WHAT THE TASK ASKS: The answer must restate the listing word for word, without its images.

(TASK INPUTS Opens)

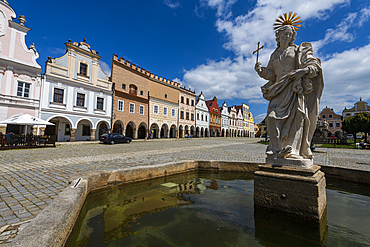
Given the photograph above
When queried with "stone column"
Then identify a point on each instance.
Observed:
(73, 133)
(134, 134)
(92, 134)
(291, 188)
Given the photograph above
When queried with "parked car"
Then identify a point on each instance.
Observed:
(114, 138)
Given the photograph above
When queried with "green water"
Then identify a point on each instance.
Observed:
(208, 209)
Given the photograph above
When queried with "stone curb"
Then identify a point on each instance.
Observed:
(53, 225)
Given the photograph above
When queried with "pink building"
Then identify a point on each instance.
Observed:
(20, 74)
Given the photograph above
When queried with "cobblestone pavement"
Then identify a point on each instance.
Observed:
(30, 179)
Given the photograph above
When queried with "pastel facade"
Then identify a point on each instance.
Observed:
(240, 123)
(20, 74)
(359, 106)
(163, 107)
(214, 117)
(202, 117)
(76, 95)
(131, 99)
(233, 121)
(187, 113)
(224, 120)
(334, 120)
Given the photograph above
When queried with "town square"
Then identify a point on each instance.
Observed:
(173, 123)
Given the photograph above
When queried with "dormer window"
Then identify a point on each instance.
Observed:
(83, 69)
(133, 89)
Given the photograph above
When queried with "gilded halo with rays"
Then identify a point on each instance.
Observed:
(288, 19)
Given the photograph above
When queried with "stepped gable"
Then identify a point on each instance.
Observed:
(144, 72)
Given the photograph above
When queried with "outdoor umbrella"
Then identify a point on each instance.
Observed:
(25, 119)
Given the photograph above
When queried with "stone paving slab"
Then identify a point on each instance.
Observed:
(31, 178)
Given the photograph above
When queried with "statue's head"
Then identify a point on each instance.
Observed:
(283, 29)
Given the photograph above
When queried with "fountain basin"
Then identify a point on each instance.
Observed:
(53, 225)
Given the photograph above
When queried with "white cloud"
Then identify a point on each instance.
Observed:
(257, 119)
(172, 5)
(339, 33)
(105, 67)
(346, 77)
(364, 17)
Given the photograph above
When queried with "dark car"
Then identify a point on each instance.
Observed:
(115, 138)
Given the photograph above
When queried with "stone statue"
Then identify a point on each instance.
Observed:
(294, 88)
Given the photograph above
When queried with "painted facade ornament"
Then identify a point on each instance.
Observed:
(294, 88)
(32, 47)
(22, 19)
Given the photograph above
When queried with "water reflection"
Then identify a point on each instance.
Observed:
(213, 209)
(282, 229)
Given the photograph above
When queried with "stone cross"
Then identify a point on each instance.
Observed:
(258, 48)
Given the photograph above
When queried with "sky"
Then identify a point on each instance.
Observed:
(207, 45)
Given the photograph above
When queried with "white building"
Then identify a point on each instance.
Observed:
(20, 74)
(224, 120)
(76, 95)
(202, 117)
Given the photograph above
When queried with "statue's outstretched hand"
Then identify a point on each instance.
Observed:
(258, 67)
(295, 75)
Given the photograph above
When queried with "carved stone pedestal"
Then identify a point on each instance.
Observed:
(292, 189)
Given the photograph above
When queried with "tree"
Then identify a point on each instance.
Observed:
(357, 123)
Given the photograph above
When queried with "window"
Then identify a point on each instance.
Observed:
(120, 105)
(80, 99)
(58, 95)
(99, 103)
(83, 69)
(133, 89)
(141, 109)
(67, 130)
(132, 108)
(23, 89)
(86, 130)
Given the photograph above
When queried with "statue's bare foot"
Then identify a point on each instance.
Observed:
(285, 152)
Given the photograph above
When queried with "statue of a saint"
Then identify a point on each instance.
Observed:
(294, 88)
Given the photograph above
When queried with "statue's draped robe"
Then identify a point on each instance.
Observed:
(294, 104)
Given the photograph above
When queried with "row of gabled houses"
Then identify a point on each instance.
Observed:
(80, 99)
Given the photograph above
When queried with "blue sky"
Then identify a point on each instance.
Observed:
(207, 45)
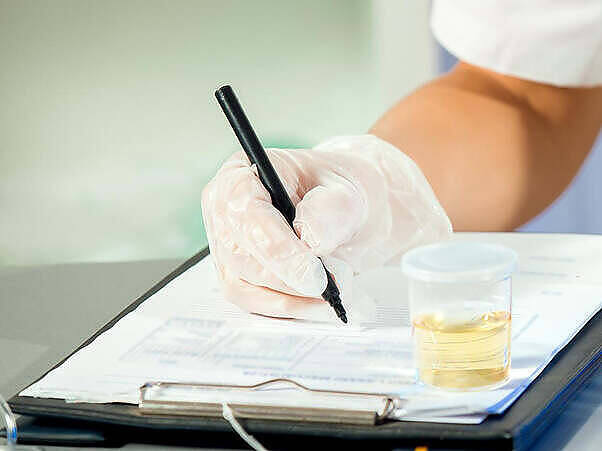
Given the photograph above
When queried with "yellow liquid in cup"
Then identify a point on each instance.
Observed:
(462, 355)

(TASK INPUTS Closes)

ANSWER FOR THIS EXERCISE:
Given the photograph above
When queried with "stone column"
Then identify a point on each instance.
Observed:
(73, 133)
(134, 134)
(92, 134)
(291, 188)
Given the photograph above
When queried with "parked car"
Then identify a point on each instance.
Observed:
(114, 138)
Given the photograph above
When queried with "green water"
Then identify a point on each instance.
Observed:
(208, 209)
Given the photograph above
When queried with "stone curb"
Then identify a point on each instance.
Observed:
(53, 225)
Given the photograph above
When queried with "pink building"
Then identify a point on each instance.
Observed:
(20, 74)
Given the photograph above
When queried with "cobblestone pavement"
Then identify a point on each instance.
Observed:
(30, 179)
Given the photograph above
When queried with "pastel facade"
Then identify a point on each instance.
Observed:
(240, 123)
(20, 74)
(359, 106)
(163, 107)
(214, 117)
(202, 117)
(76, 95)
(131, 99)
(233, 121)
(187, 113)
(224, 120)
(334, 120)
Given the photograph above
When queried with "town square"
Then identify a point on each instance.
Observed:
(173, 123)
Given the photograph above
When queried with "dormer window"
Then identify a point on each instance.
Observed:
(83, 69)
(133, 89)
Given the photograph above
When queried with "gilded halo with rays"
Then identify a point on each instance.
Observed:
(288, 19)
Given the photograph above
When queried with "stepped gable"
Then identify a point on each instance.
Observed:
(144, 72)
Given the photograph above
When queried with "outdoor umbrella"
Then identify a point on each instance.
Observed:
(25, 119)
Given the photograph above
When queried with "stone paving slab"
Then identify a point on each instance.
Observed:
(31, 178)
Given the photograph above
When queried with "statue's head"
Then identify a point on each instance.
Observed:
(283, 29)
Given the photograph above
When queried with "fountain basin"
Then identify a point on each instance.
Observed:
(53, 225)
Given the photograph above
When queried with "white cloud"
Then identify a point on each instance.
Observed:
(257, 119)
(172, 5)
(339, 33)
(105, 67)
(346, 77)
(364, 17)
Given the photograph above
When queried with "dark car"
Then identify a point on each instance.
Observed:
(115, 138)
Given the photograph above
When queried with "stone statue"
Then identify a point on each instance.
Observed:
(294, 88)
Given the photograph above
When queried with "painted facade ornament"
Then identify a point on each instance.
Observed:
(294, 88)
(32, 47)
(22, 19)
Given the photograph above
When queried with "water reflection"
Then identify a point on each instance.
Observed:
(213, 209)
(282, 229)
Given the photograph above
When queried with "stone cross"
Then identify a point on each instance.
Observed:
(258, 48)
Given the photograph above
When queried with "sky"
Then identify a point on each instance.
Observed:
(207, 45)
Given the photograph above
When queried with "white building"
Then identify a point on each instance.
Observed:
(20, 74)
(224, 120)
(76, 95)
(202, 117)
Given the photograph above
When queried with "statue's outstretched hand"
Then identify a point on each instance.
Observed:
(258, 67)
(295, 75)
Given the photograph above
When queried with "carved stone pedestal"
Then identify a point on each instance.
Observed:
(292, 189)
Given the photograph above
When queried with "tree"
Then identify a point on each instance.
Observed:
(357, 123)
Given the photograph above
When queried with "window"
Then identify a point on each instance.
Observed:
(120, 105)
(80, 99)
(58, 95)
(99, 103)
(83, 69)
(133, 89)
(141, 109)
(67, 130)
(132, 108)
(23, 89)
(86, 130)
Given the photograph above
When queried with "statue's bare foot"
Then identify a point on each instance.
Observed:
(285, 152)
Given the photograph above
When queried with "statue of a saint"
Then identify a point on each instance.
Observed:
(294, 88)
Given the photograph above
When queried with "statue's draped robe"
Then identify a point on each instance.
Observed:
(294, 104)
Given the photograph above
When queried with "row of gabled houses"
Then identify a point on each instance.
Observed:
(80, 99)
Given the photograph above
When queried with "blue sky"
Then identify a point on each instance.
Observed:
(207, 45)
Given the photograph above
When queried with "yellow liquid in cup"
Then identify a point on each instance.
Observed:
(462, 355)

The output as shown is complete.